=== Required action ===
Reproduce the text on sample size word for word, from "If 59 out of" to "asking more people?".

=== Given text ===
+ + +

When conducting research about your customers, patients or products it’s usually impossible, or at least impractical, to collect data from all of the people or items that you are interested in. Instead, we take a sample (or subset) of the population of interest and learn what we can from that sample about the population.
There are lots of things that can affect how well our sample reflects the population and therefore how valid and reliable our conclusions will be. In this blog, we introduce some of the key concepts that should be considered when conducting a survey, including confidence levels and margins of error, power and effect sizes. (See the glossary below for some handy definitions of these terms.) Crucially, we’ll see that all of these are affected by how large a sample you take, i.e., the sample size.
Confidence and Margin of Error
Let’s start by considering an example where we simply want to estimate a characteristic of our population, and see the effect that our sample size has on how precise our estimate is.
The size of our sample dictates the amount of information we have and therefore, in part, determines our precision or level of confidence that we have in our sample estimates. An estimate always has an associated level of uncertainty, which depends upon the underlying variability of the data as well as the sample size. The more variable the population, the greater the uncertainty in our estimate. Similarly, the larger the sample size the more information we have and so our uncertainty reduces.
Suppose that we want to estimate the proportion of adults who own a smartphone in the UK. We could take a sample of 100 people and ask them. Note: it’s important to consider how the sample is selected to make sure that it is unbiased and representative of the population – we’ll blog on this topic another time.
The larger the sample size the more information we have and so our uncertainty reduces.
If 59 out of the 100 people own a smartphone, we estimate that the proportion in the UK is 59/100=59%. We can also construct an interval around this point estimate to express our uncertainty in it, i.e., our margin of error. For example, a 95% confidence interval for our estimate based on our sample of size 100 ranges from 49.36% to 68.64% (which can be calculated using our free online calculator). Alternatively, we can express this interval by saying that our estimate is 59% with a margin of error of ±9.64%. This is a 95% confidence interval, which means that there is 95% probability that this interval contains the true proportion. In other words, if we were to collect 100 different samples from the population the true proportion would fall within this interval approximately 95 out of 100 times.
What would happen if we were to increase our sample size by going out and asking more people?
Suppose we ask another 900 people and find that, overall, 590 out of the 1000 people own a smartphone. Our estimate of the prevalence in the whole population is again 590/1000=59%. However, our confidence interval for the estimate has now narrowed considerably to 55.95% to 62.05%, a margin of error of ±3.05% – see Figure 1 below. Because we have more data and therefore more information, our estimate is more precise.
As our sample size increases, the confidence in our estimate increases, our uncertainty decreases and we have greater precision. This is clearly demonstrated by the narrowing of the confidence intervals in the figure above. If we took this to the limit and sampled our whole population of interest then we would obtain the true value that we are trying to estimate – the actual proportion of adults who own a smartphone in the UK and we would have no uncertainty in our estimate.

+ + +

=== Source data ===
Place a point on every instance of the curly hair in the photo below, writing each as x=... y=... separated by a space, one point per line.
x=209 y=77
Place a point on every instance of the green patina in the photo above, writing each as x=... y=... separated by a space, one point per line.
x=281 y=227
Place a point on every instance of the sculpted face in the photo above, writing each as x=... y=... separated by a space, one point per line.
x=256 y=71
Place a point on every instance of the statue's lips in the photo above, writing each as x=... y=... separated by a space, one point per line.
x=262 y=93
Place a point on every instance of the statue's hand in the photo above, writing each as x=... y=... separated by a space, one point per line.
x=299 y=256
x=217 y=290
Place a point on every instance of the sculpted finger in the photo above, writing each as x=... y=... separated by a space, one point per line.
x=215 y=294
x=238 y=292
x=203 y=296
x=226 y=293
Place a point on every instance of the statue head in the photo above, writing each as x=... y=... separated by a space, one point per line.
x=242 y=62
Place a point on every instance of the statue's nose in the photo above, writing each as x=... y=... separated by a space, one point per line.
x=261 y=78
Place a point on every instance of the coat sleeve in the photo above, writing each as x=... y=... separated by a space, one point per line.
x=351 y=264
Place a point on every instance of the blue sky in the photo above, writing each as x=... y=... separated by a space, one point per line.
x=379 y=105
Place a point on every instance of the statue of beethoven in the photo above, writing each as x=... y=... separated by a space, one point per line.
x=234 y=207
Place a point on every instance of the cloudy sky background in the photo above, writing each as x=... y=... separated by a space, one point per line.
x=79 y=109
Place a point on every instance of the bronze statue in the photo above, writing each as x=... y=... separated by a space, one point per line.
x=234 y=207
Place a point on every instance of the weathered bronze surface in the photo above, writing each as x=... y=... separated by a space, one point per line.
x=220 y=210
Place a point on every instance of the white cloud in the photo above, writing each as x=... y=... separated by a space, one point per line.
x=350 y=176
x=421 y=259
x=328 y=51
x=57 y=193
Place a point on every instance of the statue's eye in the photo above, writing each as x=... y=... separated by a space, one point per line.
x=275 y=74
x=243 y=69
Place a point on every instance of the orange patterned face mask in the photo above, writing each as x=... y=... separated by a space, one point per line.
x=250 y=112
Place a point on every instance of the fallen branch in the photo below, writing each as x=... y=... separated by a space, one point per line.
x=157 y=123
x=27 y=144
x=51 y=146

+ + +

=== Answer space ===
If 59 out of the 100 people own a smartphone, we estimate that the proportion in the UK is 59/100=59%. We can also construct an interval around this point estimate to express our uncertainty in it, i.e., our margin of error. For example, a 95% confidence interval for our estimate based on our sample of size 100 ranges from 49.36% to 68.64% (which can be calculated using our free online calculator). Alternatively, we can express this interval by saying that our estimate is 59% with a margin of error of ±9.64%. This is a 95% confidence interval, which means that there is 95% probability that this interval contains the true proportion. In other words, if we were to collect 100 different samples from the population the true proportion would fall within this interval approximately 95 out of 100 times.
What would happen if we were to increase our sample size by going out and asking more people?